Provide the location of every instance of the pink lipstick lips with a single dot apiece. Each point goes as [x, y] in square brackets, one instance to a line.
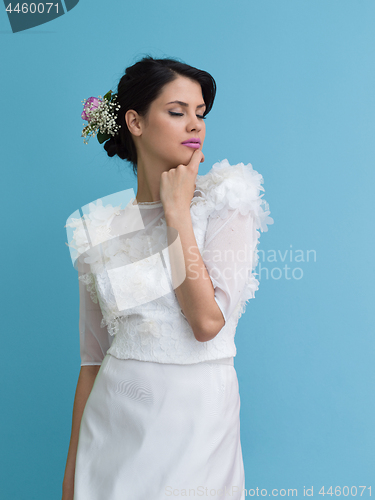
[194, 142]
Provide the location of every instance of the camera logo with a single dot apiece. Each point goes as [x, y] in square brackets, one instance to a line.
[25, 15]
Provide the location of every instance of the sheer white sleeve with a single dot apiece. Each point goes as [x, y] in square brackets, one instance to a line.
[94, 340]
[229, 257]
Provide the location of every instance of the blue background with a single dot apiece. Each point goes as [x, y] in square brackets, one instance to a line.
[295, 98]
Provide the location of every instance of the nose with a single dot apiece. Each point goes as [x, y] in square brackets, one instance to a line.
[195, 123]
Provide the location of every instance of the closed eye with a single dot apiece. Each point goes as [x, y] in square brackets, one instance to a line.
[181, 114]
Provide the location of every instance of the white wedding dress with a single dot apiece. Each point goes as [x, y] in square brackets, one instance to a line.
[162, 419]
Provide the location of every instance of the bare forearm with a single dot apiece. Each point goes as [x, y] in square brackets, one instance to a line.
[196, 293]
[85, 383]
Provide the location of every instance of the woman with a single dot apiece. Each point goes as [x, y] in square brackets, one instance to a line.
[156, 411]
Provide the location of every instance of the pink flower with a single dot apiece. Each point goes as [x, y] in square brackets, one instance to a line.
[91, 104]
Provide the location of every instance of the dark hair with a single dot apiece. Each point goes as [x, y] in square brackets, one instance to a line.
[141, 84]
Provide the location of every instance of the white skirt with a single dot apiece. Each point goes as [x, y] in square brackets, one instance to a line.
[156, 431]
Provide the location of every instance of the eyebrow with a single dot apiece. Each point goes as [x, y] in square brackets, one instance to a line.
[185, 104]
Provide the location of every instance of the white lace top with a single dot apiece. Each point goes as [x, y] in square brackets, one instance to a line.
[128, 307]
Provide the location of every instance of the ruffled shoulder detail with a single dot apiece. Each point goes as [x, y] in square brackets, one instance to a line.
[92, 228]
[227, 187]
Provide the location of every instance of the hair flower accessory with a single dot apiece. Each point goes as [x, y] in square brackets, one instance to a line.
[100, 113]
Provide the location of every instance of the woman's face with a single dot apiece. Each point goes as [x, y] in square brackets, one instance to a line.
[168, 124]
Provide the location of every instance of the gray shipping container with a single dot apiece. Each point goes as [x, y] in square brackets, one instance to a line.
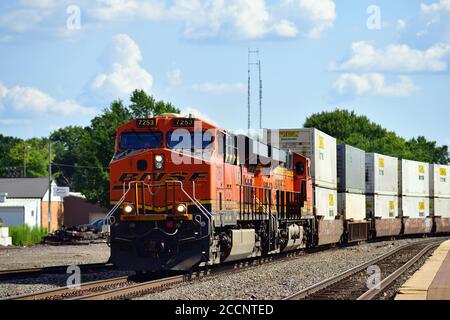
[351, 169]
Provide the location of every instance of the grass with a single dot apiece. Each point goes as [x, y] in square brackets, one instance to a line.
[23, 235]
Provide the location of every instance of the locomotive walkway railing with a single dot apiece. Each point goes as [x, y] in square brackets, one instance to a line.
[261, 203]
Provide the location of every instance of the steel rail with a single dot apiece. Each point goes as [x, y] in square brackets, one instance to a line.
[61, 293]
[132, 290]
[346, 274]
[29, 272]
[374, 292]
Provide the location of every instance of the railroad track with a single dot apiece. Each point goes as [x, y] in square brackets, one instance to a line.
[33, 272]
[353, 283]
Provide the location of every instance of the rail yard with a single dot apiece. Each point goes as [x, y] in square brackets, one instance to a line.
[296, 218]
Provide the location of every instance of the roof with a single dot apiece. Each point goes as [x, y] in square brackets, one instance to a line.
[16, 203]
[24, 187]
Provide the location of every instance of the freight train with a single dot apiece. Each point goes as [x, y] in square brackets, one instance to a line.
[187, 193]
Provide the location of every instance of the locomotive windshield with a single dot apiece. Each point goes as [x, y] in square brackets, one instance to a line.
[141, 140]
[189, 140]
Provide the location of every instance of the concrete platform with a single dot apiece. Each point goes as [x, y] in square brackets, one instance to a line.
[432, 281]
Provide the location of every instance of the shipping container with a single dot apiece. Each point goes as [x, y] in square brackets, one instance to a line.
[414, 178]
[351, 168]
[352, 206]
[382, 206]
[381, 174]
[414, 207]
[314, 144]
[325, 203]
[439, 181]
[440, 207]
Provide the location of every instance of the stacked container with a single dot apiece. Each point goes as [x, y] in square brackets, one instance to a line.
[352, 191]
[320, 148]
[440, 196]
[414, 196]
[351, 182]
[382, 194]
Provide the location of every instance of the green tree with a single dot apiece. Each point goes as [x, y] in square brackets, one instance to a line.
[359, 131]
[95, 150]
[145, 106]
[6, 144]
[35, 151]
[65, 142]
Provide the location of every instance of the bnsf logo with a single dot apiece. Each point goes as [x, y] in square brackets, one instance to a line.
[161, 177]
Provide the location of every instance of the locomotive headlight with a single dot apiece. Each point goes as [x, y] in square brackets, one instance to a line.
[128, 209]
[159, 162]
[181, 208]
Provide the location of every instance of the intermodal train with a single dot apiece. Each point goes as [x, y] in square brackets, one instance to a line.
[187, 193]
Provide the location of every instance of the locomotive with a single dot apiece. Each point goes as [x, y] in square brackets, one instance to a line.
[187, 193]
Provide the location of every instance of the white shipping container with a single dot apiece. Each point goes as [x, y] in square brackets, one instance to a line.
[414, 178]
[352, 206]
[325, 203]
[319, 147]
[382, 206]
[414, 207]
[440, 207]
[439, 181]
[381, 174]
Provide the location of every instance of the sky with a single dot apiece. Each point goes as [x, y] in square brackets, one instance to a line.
[62, 62]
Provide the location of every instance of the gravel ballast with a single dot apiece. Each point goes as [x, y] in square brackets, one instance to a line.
[278, 279]
[47, 256]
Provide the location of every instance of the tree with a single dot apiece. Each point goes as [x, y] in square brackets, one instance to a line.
[145, 106]
[359, 131]
[95, 150]
[65, 142]
[35, 152]
[6, 144]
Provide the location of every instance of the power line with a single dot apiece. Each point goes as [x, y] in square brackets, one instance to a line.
[251, 62]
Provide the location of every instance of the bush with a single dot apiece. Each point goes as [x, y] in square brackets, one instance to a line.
[23, 235]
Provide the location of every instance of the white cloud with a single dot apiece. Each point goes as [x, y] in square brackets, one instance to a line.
[401, 24]
[373, 84]
[123, 73]
[232, 19]
[111, 10]
[312, 17]
[395, 58]
[174, 77]
[39, 3]
[32, 100]
[14, 122]
[442, 5]
[220, 88]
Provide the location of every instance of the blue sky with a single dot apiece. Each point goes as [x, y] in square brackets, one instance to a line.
[316, 55]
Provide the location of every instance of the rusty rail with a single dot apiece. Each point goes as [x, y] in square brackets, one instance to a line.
[33, 272]
[139, 289]
[66, 292]
[353, 271]
[374, 292]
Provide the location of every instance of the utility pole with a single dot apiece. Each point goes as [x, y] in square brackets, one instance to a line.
[260, 95]
[49, 185]
[25, 150]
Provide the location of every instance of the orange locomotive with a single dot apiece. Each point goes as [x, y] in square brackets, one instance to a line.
[187, 193]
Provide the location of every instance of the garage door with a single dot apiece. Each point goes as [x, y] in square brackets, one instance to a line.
[12, 216]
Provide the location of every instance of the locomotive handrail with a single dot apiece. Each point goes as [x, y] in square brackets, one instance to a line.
[118, 204]
[199, 205]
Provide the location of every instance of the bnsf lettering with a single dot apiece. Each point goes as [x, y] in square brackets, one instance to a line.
[160, 177]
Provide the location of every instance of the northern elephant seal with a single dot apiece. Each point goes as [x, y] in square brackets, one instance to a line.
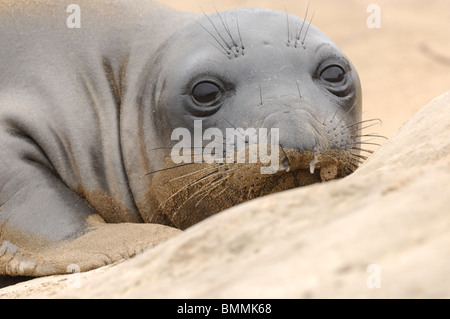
[87, 117]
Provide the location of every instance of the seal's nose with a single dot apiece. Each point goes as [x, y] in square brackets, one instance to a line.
[295, 130]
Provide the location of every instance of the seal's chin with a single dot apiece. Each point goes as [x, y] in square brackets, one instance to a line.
[188, 193]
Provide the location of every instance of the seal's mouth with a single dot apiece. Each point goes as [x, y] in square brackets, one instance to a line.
[188, 193]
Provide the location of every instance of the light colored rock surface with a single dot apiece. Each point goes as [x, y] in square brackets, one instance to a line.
[316, 241]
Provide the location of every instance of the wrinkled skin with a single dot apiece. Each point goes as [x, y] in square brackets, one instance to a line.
[86, 117]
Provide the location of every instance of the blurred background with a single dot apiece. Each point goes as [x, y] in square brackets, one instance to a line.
[402, 66]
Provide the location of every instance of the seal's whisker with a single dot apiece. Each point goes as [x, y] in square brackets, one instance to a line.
[359, 156]
[215, 28]
[361, 149]
[307, 28]
[185, 187]
[370, 135]
[239, 33]
[201, 190]
[226, 50]
[193, 173]
[207, 187]
[168, 168]
[335, 113]
[367, 143]
[227, 29]
[221, 51]
[215, 182]
[363, 128]
[365, 121]
[228, 197]
[297, 36]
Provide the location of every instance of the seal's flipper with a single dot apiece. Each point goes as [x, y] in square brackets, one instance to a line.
[45, 227]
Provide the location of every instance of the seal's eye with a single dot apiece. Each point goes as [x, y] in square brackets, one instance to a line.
[205, 92]
[333, 74]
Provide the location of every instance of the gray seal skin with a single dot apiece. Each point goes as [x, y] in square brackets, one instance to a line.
[86, 117]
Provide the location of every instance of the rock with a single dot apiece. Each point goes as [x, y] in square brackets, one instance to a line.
[381, 232]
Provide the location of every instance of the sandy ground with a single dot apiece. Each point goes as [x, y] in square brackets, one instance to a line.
[402, 65]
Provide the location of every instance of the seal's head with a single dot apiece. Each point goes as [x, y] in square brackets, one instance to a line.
[251, 69]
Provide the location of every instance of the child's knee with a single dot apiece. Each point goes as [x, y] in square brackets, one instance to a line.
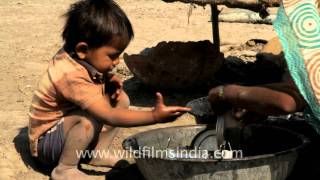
[89, 124]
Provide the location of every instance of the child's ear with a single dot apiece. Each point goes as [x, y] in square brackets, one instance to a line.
[82, 50]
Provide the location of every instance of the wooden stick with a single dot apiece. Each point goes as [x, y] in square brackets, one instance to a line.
[247, 4]
[215, 27]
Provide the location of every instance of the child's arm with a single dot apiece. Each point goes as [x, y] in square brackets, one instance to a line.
[103, 111]
[262, 100]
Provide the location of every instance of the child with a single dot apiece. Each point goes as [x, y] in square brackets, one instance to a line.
[78, 95]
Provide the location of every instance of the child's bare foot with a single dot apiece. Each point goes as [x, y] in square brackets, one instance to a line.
[64, 172]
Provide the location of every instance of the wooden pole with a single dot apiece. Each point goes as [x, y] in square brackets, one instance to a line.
[215, 27]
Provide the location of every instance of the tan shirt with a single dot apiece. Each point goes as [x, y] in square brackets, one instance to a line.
[66, 85]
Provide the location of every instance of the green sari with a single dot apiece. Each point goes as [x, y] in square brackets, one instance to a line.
[298, 28]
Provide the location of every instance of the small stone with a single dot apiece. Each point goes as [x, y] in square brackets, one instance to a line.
[19, 100]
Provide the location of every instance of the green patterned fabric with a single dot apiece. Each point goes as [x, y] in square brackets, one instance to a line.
[298, 27]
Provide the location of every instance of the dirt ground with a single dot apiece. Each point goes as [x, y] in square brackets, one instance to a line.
[30, 35]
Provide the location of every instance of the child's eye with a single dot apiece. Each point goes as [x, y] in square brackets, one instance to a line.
[114, 56]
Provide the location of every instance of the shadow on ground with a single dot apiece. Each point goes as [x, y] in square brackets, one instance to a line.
[21, 144]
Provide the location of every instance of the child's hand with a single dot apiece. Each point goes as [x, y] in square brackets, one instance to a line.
[163, 113]
[114, 86]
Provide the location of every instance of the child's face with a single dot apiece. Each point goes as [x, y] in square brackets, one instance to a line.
[105, 58]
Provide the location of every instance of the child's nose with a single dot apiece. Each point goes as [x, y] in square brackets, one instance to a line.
[116, 61]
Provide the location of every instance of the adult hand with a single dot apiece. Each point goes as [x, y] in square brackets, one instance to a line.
[217, 100]
[163, 113]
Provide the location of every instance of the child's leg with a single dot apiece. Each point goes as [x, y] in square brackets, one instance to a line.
[80, 130]
[106, 137]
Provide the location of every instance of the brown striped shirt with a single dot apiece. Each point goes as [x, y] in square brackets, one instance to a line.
[66, 85]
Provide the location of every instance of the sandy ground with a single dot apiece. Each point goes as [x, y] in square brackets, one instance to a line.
[30, 35]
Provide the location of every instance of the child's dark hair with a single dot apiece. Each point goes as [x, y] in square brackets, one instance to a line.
[95, 22]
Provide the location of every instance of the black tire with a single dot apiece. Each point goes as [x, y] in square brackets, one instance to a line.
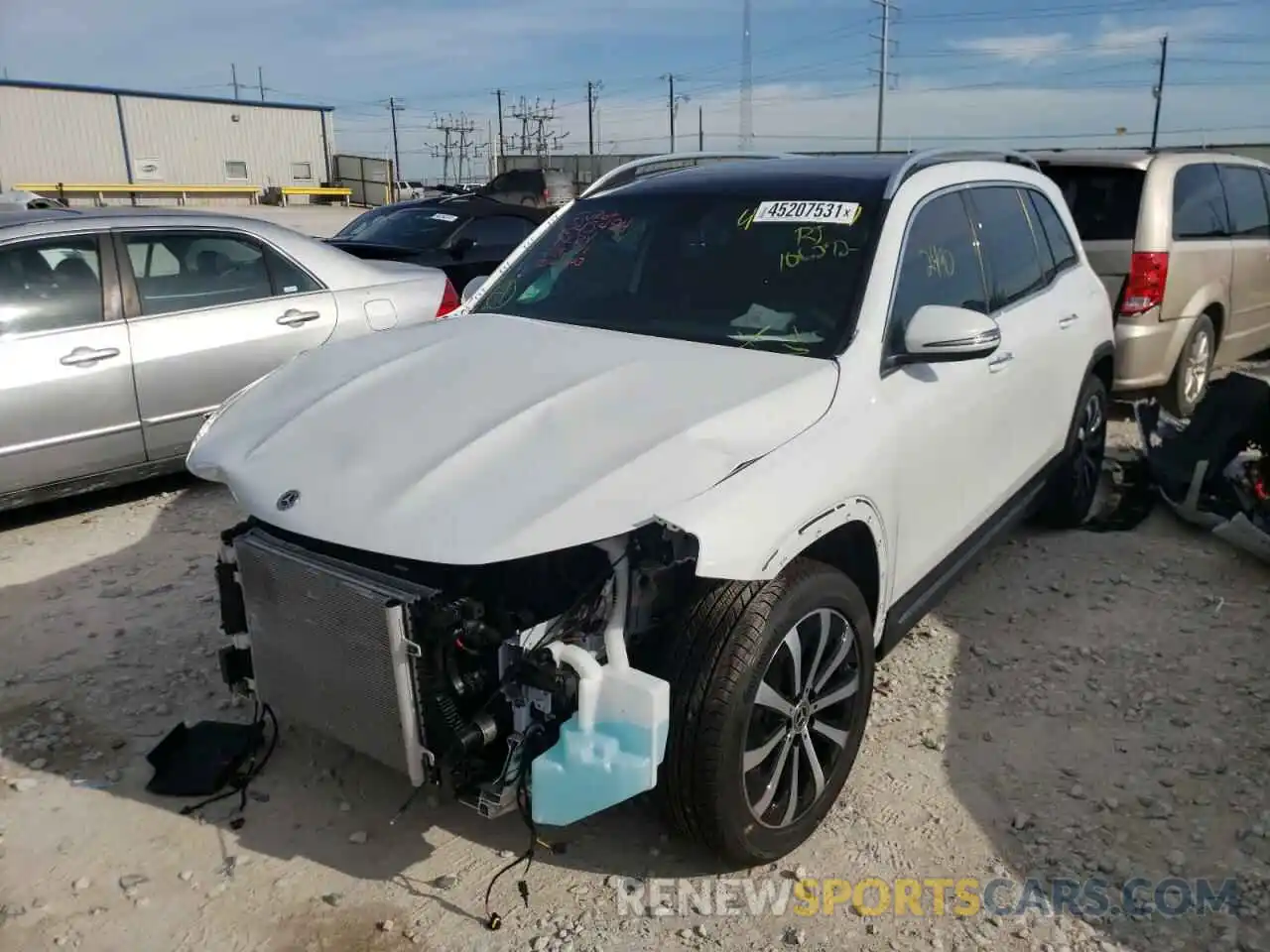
[724, 649]
[1071, 492]
[1182, 395]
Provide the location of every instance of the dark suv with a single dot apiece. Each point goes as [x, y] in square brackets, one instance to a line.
[540, 188]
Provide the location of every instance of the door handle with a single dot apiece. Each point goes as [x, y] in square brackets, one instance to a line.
[998, 362]
[86, 356]
[294, 318]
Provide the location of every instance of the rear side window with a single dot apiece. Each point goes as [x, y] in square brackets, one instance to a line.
[1199, 203]
[1010, 257]
[50, 285]
[1102, 200]
[1246, 200]
[1061, 244]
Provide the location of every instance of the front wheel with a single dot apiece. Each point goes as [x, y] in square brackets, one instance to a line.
[770, 690]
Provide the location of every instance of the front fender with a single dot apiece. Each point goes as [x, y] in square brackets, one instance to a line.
[752, 525]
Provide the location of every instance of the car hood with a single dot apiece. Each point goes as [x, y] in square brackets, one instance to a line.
[485, 436]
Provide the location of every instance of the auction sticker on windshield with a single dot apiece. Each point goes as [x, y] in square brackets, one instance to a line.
[810, 212]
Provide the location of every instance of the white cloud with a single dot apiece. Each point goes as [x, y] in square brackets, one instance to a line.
[1023, 50]
[1197, 26]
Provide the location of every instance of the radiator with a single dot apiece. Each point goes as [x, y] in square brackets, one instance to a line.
[331, 649]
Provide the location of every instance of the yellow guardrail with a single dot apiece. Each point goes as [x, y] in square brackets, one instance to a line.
[100, 191]
[317, 191]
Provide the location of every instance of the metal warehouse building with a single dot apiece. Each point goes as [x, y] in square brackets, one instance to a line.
[87, 135]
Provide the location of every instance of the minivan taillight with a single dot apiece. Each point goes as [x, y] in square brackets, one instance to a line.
[448, 299]
[1144, 287]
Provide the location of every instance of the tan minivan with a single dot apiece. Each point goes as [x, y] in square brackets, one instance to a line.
[1182, 239]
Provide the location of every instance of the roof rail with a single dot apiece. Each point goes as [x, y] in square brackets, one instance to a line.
[934, 157]
[627, 172]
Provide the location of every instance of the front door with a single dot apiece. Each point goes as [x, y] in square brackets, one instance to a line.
[1247, 327]
[67, 407]
[211, 311]
[945, 414]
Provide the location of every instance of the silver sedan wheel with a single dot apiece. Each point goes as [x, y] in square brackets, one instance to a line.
[1196, 371]
[802, 717]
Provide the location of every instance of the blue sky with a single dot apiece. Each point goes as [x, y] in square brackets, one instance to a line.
[965, 70]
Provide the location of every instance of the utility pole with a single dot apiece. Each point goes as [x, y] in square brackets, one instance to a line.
[884, 75]
[498, 95]
[670, 79]
[592, 98]
[397, 151]
[457, 144]
[1159, 91]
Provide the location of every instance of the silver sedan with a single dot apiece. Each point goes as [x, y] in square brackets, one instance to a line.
[121, 330]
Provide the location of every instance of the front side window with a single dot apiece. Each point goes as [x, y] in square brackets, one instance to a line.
[939, 266]
[191, 271]
[1199, 203]
[1057, 235]
[51, 285]
[1246, 200]
[1007, 245]
[411, 226]
[497, 230]
[776, 272]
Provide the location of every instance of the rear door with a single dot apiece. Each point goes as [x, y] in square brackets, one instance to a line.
[1030, 361]
[208, 312]
[67, 407]
[1246, 326]
[1103, 202]
[493, 238]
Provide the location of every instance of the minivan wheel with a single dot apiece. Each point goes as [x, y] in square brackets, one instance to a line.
[770, 690]
[1075, 484]
[1194, 370]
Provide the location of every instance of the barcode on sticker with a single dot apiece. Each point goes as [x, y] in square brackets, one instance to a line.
[810, 212]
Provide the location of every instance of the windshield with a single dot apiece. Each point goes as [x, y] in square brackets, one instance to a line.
[411, 226]
[721, 270]
[1102, 199]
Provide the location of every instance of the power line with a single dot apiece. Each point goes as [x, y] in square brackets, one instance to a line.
[397, 149]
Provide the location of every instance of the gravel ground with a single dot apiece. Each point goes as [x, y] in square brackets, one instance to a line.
[1082, 706]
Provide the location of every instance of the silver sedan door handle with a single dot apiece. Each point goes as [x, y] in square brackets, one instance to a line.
[998, 362]
[86, 356]
[294, 318]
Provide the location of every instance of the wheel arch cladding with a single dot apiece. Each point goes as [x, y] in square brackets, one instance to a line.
[852, 549]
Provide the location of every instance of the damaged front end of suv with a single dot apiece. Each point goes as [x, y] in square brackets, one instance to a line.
[499, 678]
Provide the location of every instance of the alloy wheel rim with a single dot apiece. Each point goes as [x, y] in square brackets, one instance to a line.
[1197, 367]
[1089, 447]
[802, 719]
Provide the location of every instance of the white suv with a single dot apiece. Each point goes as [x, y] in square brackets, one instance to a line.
[647, 512]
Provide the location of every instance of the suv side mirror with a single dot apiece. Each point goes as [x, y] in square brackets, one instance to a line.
[942, 334]
[472, 286]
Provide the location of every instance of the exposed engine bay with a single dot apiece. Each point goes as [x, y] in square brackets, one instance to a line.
[465, 674]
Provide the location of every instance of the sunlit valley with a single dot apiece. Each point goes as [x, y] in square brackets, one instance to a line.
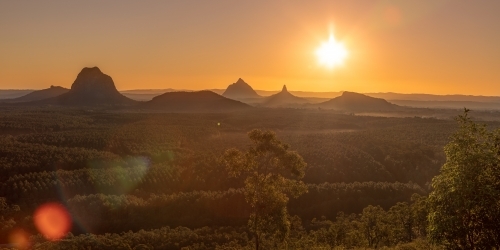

......

◆ Work to be completed: The required output is an exact copy of the lines from the one with "Provide the location of every instance of the suv" through the final line of the data above, with pictures removed.

◆ Solved problem:
Provide the location of every instance of the suv side mirror with a single dot apiece. Each point goes as [x, y] in square brackets, one instance to a line.
[942, 334]
[472, 286]
Provide the location of every instance of the exposed engine bay with a single dot apiece. Each point goes as [x, y] in square brackets, one instance to a line.
[465, 674]
Provide the location of every instance of the sunlit valley with a single dot apiece. Each point goes as [x, y] in square brackets, one instance to a line.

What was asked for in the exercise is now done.